→ **Work request**: Look for the string "soccer" in the listing below and copy every line in which it appears.
++++++++
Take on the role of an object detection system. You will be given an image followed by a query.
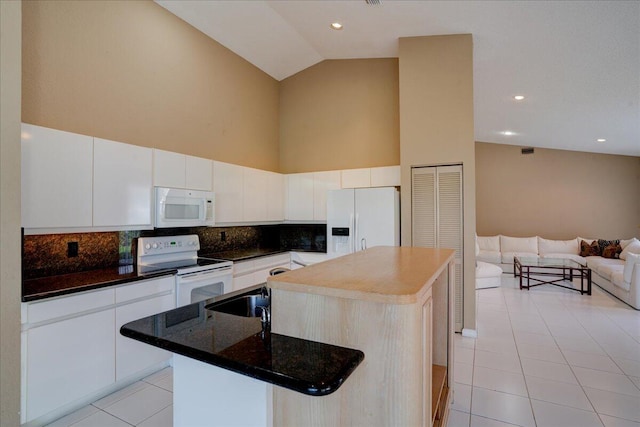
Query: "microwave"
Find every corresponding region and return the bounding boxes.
[155,187,215,228]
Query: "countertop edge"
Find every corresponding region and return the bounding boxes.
[22,270,176,303]
[119,326,364,397]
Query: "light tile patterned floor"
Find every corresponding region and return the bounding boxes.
[45,367,173,427]
[448,275,640,427]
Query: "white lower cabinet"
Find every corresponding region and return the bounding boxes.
[25,308,115,423]
[233,253,291,291]
[115,293,174,381]
[21,276,175,425]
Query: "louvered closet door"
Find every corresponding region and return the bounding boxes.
[412,165,463,332]
[411,168,437,248]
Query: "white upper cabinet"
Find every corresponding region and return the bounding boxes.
[266,172,285,221]
[285,173,314,221]
[153,149,212,191]
[185,155,212,191]
[243,167,268,222]
[21,124,93,229]
[371,166,401,187]
[313,171,341,221]
[213,161,244,223]
[93,138,153,227]
[153,149,185,188]
[341,168,371,188]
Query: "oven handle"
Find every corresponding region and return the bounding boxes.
[178,268,232,283]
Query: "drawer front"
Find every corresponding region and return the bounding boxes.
[254,253,290,269]
[26,288,115,324]
[233,259,255,276]
[115,276,174,304]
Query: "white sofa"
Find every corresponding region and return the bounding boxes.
[477,235,640,310]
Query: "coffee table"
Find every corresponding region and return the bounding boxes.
[514,256,591,295]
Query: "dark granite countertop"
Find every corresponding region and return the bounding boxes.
[201,248,290,262]
[22,266,176,302]
[120,287,364,397]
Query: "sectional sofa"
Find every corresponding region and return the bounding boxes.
[476,235,640,310]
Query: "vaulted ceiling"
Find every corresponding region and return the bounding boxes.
[157,0,640,157]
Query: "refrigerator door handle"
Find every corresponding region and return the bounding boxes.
[354,213,359,252]
[349,213,355,253]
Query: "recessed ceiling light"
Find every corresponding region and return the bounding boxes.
[596,138,606,142]
[514,95,525,101]
[502,131,516,136]
[330,22,343,30]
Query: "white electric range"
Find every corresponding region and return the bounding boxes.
[137,235,233,307]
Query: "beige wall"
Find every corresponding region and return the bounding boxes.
[1,0,22,424]
[279,59,399,174]
[22,0,280,171]
[476,142,640,239]
[399,35,476,332]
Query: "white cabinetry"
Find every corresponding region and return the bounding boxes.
[313,171,341,221]
[341,168,371,188]
[93,138,153,228]
[115,277,175,381]
[266,172,285,221]
[213,161,244,223]
[285,173,314,221]
[185,155,213,191]
[371,166,401,187]
[21,124,93,229]
[21,277,175,425]
[243,167,268,222]
[153,149,212,191]
[285,171,340,222]
[232,253,290,291]
[22,288,116,424]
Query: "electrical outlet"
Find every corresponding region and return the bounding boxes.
[67,241,79,257]
[221,231,226,242]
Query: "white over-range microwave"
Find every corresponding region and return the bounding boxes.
[154,187,215,228]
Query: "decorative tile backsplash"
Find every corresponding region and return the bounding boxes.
[23,225,326,280]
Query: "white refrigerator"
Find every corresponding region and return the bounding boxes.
[327,187,400,256]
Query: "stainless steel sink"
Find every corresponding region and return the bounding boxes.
[206,294,270,318]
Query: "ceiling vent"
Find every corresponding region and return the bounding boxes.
[365,0,382,5]
[521,147,535,155]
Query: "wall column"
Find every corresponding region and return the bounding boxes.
[399,35,476,334]
[1,0,23,424]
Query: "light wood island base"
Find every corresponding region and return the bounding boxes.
[268,246,456,426]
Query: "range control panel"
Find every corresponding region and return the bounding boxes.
[138,235,200,256]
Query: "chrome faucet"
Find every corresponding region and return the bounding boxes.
[260,286,270,299]
[257,305,270,328]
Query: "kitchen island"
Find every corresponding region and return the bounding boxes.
[268,246,456,427]
[122,246,455,427]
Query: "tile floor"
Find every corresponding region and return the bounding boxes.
[45,367,173,427]
[449,275,640,427]
[47,274,640,427]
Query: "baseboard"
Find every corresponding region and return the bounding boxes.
[461,328,477,338]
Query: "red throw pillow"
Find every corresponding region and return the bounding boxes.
[602,243,622,259]
[580,240,600,257]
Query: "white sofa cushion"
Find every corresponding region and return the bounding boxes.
[586,257,622,278]
[476,261,503,278]
[477,251,501,264]
[611,271,630,291]
[538,237,579,255]
[501,236,538,254]
[623,252,640,283]
[620,238,640,260]
[477,235,500,252]
[500,236,538,263]
[620,238,638,250]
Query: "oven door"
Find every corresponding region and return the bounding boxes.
[175,267,232,307]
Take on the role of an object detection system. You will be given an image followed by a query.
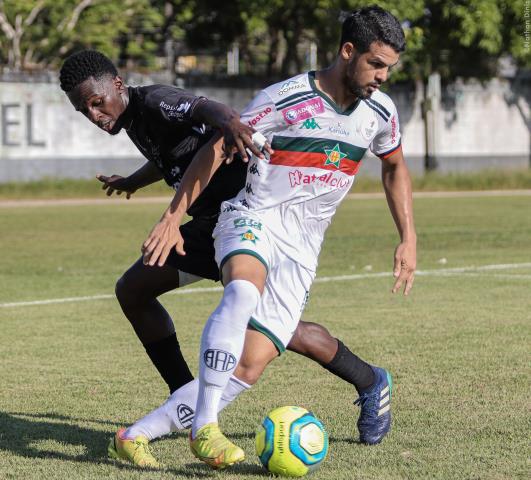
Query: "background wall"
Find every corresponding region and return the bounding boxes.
[0,78,529,182]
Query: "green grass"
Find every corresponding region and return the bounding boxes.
[1,168,530,199]
[1,195,530,479]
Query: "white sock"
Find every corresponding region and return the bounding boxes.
[124,376,251,440]
[191,279,260,437]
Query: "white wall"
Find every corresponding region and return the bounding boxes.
[0,78,529,182]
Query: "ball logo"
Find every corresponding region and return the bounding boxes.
[177,403,194,428]
[204,349,237,372]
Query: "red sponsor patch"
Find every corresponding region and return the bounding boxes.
[247,107,272,127]
[281,97,325,125]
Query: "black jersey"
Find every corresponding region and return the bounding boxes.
[116,84,247,218]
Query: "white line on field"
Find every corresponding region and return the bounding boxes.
[1,262,530,309]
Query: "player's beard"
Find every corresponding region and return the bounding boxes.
[344,55,372,100]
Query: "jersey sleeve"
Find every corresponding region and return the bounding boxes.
[369,99,402,158]
[240,90,283,137]
[144,86,206,125]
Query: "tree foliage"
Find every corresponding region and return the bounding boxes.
[0,0,527,79]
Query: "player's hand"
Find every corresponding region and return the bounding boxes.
[96,174,136,199]
[142,217,186,267]
[220,113,273,164]
[391,240,416,295]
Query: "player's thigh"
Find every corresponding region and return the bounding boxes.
[117,256,181,298]
[251,258,315,353]
[235,329,279,385]
[165,216,220,282]
[214,212,271,292]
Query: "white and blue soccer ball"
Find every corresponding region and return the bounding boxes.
[255,405,329,477]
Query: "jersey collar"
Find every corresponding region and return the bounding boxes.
[307,71,360,116]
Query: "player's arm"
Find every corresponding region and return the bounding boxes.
[142,133,226,266]
[380,146,417,295]
[96,161,163,199]
[191,99,267,162]
[150,87,268,163]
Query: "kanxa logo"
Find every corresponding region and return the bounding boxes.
[177,403,194,428]
[204,349,236,372]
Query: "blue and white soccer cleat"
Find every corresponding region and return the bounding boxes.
[354,366,392,445]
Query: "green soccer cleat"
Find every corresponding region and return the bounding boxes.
[189,423,245,469]
[107,428,160,468]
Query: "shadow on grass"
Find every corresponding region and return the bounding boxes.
[0,411,212,476]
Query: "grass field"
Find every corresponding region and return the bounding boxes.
[1,168,531,199]
[1,194,530,479]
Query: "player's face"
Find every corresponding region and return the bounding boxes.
[67,76,127,135]
[342,42,400,99]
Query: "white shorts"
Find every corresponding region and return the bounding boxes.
[213,210,315,352]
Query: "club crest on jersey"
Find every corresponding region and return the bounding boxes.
[282,97,325,125]
[240,229,259,244]
[324,144,347,168]
[299,118,321,130]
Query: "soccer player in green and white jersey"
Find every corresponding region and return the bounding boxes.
[139,5,416,468]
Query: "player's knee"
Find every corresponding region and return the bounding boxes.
[115,272,140,309]
[234,359,264,385]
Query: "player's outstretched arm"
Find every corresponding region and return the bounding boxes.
++++++++
→ **Exercise output**:
Query: "white and blue soccer ball"
Query: "blue and white soccer cleat"
Query: "green soccer cleat"
Query: "soccer player in green and white jersey"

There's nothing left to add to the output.